**PASSAGE PROVIDED:**
* BEGIN *
She Loves Me, She Loves Me Not:
Hillary Clinton and the Media
By Frank Marafiote
The on-again, off-again love affair between the media and the First
Lady is back on again, thanks in large measure to White House counselor David
Gergen,
whose public relations finesse has not only helped President Clinton, but has sweetened
coverage of the First Lady as well.
For many observers, the First Couple's recent trip to Japan for the
G-7 economic summit clearly demonstrated the power of the White House to reshape public
perceptions of a First Lady whose image had been teetering between that of an
artificially-sweetened "Hostess With The Mostest" and a leathery "Hillary
the Policy Wonk." At last, some say, we're finally seeing Mrs. Clinton as the
multi-dimensional woman she really is. Not coincidentally, relations with the media have
never been better. And whether or not David Gergen truly deserves all the credit, some in
the media believe it is his handiwork that has given both Mr. and Mrs. Clinton a second
chance with the public.
* END *
**AIM 1:**
Reproduce everything in the article on Hillary Clinton and the media from "For many observers, the" down to "with the public.", word for word.
The passage and the rows are unrelated to each other.

**MATERIAL FOR THIS EXERCISE:**
* BEGIN *
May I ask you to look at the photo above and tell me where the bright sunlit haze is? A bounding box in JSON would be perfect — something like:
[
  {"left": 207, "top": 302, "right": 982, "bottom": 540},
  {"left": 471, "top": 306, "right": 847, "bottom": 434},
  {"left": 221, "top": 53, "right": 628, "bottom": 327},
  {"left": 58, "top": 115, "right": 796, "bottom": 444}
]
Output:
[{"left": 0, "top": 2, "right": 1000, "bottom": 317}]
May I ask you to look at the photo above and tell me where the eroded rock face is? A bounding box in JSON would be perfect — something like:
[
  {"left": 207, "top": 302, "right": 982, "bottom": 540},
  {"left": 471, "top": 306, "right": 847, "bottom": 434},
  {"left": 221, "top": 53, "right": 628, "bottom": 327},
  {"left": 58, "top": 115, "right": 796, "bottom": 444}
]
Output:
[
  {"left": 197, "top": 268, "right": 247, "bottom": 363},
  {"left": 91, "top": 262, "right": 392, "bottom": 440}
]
* END *
**AIM 2:**
State only the number of lines in the rows that contain the string "would", matching case exactly.

**WORKED ANSWER 1:**
For many observers, the First Couple's recent trip to Japan for the
G-7 economic summit clearly demonstrated the power of the White House to reshape public
perceptions of a First Lady whose image had been teetering between that of an
artificially-sweetened "Hostess With The Mostest" and a leathery "Hillary
the Policy Wonk." At last, some say, we're finally seeing Mrs. Clinton as the
multi-dimensional woman she really is. Not coincidentally, relations with the media have
never been better. And whether or not David Gergen truly deserves all the credit, some in
the media believe it is his handiwork that has given both Mr. and Mrs. Clinton a second
chance with the public.

**WORKED ANSWER 2:**
2